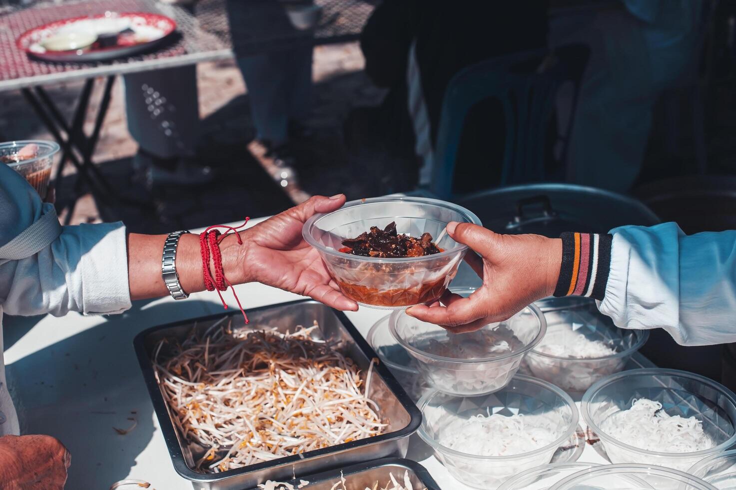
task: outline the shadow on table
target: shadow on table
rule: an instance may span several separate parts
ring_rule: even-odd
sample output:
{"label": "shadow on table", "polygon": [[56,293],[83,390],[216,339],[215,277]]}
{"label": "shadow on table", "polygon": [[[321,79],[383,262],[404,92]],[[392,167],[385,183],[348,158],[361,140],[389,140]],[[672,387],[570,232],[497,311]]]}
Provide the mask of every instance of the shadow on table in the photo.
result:
{"label": "shadow on table", "polygon": [[[216,311],[205,301],[137,301],[127,312],[104,317],[99,325],[7,366],[21,431],[54,435],[72,455],[67,488],[107,489],[139,464],[136,477],[161,488],[152,469],[171,463],[163,438],[153,437],[153,407],[132,340],[150,326]],[[134,424],[125,435],[113,428]],[[147,459],[138,461],[146,447],[152,447]],[[152,454],[155,461],[149,461]]]}

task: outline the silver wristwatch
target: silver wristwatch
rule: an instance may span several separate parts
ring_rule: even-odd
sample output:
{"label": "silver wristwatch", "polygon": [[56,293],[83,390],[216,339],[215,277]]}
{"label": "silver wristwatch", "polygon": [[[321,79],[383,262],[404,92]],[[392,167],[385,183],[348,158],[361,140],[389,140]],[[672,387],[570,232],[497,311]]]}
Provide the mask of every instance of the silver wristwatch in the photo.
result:
{"label": "silver wristwatch", "polygon": [[177,273],[177,248],[179,247],[179,239],[184,234],[189,233],[186,230],[173,231],[166,237],[163,242],[163,256],[161,258],[161,277],[169,288],[169,293],[174,299],[185,299],[189,297],[179,282],[179,274]]}

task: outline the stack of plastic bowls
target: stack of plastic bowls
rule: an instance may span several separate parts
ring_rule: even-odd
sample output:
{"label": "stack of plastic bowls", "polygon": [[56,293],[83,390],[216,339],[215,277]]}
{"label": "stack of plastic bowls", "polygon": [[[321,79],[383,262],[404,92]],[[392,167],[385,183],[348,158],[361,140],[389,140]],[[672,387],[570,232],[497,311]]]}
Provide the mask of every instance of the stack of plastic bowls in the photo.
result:
{"label": "stack of plastic bowls", "polygon": [[736,450],[708,456],[687,472],[718,490],[736,490]]}
{"label": "stack of plastic bowls", "polygon": [[[622,371],[649,338],[647,330],[624,330],[602,315],[587,298],[550,298],[535,304],[544,313],[547,333],[527,355],[529,372],[570,393],[582,394],[596,381]],[[581,340],[602,342],[615,353],[595,357],[556,355],[550,346],[575,346]]]}
{"label": "stack of plastic bowls", "polygon": [[[422,416],[420,437],[432,447],[453,477],[483,490],[493,490],[520,472],[549,463],[578,425],[578,408],[569,395],[545,381],[520,374],[490,395],[453,396],[433,391],[418,405]],[[554,439],[542,447],[501,456],[471,454],[446,445],[465,421],[489,414],[539,418],[548,424],[548,435]]]}
{"label": "stack of plastic bowls", "polygon": [[368,332],[366,339],[411,399],[417,402],[429,386],[420,374],[414,358],[396,342],[389,331],[389,316],[386,315],[377,321]]}
{"label": "stack of plastic bowls", "polygon": [[597,463],[561,463],[544,464],[522,472],[506,480],[498,490],[548,490],[551,486],[584,469],[600,466]]}
{"label": "stack of plastic bowls", "polygon": [[[696,417],[714,446],[694,452],[648,451],[618,441],[601,428],[609,417],[643,398],[659,402],[668,415]],[[684,371],[632,369],[609,376],[585,392],[581,413],[615,463],[644,463],[687,471],[736,443],[736,395],[715,381]]]}
{"label": "stack of plastic bowls", "polygon": [[550,490],[715,490],[684,472],[645,464],[610,464],[584,469],[550,487]]}
{"label": "stack of plastic bowls", "polygon": [[506,321],[472,333],[453,334],[404,311],[391,314],[389,327],[432,388],[474,396],[506,386],[524,355],[544,337],[546,324],[539,309],[530,305]]}

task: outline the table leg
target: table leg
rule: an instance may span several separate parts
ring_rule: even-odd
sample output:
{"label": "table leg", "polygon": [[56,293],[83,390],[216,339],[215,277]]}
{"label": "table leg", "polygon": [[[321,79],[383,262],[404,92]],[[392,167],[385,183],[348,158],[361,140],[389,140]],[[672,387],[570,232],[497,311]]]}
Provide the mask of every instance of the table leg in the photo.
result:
• • • • • • •
- _THE EXERCISE_
How many lines in the records contain the string "photo"? Matching is case-sensitive; reply with the number alone.

- _WRITTEN RESPONSE_
4